- **GOAL**
Return each line in the records below that contains the word "Output".

[Items from a labeling collection]
'''

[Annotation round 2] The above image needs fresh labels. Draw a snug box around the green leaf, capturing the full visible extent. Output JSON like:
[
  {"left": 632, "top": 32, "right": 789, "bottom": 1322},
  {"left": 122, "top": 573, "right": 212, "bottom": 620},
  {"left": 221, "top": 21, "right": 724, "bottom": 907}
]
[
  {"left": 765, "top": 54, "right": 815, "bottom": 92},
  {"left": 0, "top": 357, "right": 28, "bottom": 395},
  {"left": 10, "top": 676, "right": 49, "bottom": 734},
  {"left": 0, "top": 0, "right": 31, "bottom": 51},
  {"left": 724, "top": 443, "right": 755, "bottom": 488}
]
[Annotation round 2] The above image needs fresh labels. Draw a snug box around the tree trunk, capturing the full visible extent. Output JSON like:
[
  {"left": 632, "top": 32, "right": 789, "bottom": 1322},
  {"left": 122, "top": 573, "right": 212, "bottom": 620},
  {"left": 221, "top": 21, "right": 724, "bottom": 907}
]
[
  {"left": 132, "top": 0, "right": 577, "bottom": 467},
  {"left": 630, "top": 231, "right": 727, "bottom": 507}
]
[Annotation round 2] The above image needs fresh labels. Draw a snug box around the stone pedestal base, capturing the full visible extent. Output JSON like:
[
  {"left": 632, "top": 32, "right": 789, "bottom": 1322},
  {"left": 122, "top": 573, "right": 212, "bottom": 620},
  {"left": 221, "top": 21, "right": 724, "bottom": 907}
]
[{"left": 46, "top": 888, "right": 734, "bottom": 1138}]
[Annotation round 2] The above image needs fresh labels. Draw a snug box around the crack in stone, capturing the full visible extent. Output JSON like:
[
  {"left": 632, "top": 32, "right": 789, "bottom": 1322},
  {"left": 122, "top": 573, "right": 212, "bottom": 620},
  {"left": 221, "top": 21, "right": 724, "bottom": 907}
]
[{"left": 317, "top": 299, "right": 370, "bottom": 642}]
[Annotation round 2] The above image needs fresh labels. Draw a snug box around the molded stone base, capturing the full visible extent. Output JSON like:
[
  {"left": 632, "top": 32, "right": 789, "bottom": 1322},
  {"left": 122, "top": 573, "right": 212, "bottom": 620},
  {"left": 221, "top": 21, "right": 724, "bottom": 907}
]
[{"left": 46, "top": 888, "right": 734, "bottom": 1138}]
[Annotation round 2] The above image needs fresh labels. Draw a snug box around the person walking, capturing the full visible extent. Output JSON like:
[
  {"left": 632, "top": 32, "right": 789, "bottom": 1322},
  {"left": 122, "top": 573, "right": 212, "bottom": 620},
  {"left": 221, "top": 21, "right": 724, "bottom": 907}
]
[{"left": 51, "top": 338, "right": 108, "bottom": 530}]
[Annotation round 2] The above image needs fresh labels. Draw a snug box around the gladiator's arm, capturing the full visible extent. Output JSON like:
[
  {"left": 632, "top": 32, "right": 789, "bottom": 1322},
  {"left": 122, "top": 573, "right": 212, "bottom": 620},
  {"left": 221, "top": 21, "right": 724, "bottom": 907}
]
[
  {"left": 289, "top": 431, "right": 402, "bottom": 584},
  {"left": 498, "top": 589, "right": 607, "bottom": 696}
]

'''

- **SOLUTION TO THIS TASK**
[Annotation round 2] The above image needs fresh labels. Draw a snug box around the green leaf, capturing the full visible extent. Output JSON like:
[Annotation round 2] The above image needs fresh labels. Draw a snug box around the tree trunk, capturing the full visible extent. Output JSON like:
[Annotation round 2] The above image needs fresh labels. Draw a snug box around the stone pedestal base, capturing the full visible extent. Output JSON like:
[Annotation round 2] The above image needs fresh labels. Draw a snug box around the crack in stone, capturing the full visible extent. Output JSON like:
[Annotation round 2] The above image needs fresh labels. Draw a snug box around the molded stone base, capturing the full visible extent. Output JSON like:
[Annotation round 2] The above image needs fresh labels. Draw a snug box around the person walking, capturing the full visible extent. Output JSON like:
[Annotation round 2] The above image needs fresh labels. Draw a snug box around the gladiator's arm, capturing the full visible extent. Output JSON like:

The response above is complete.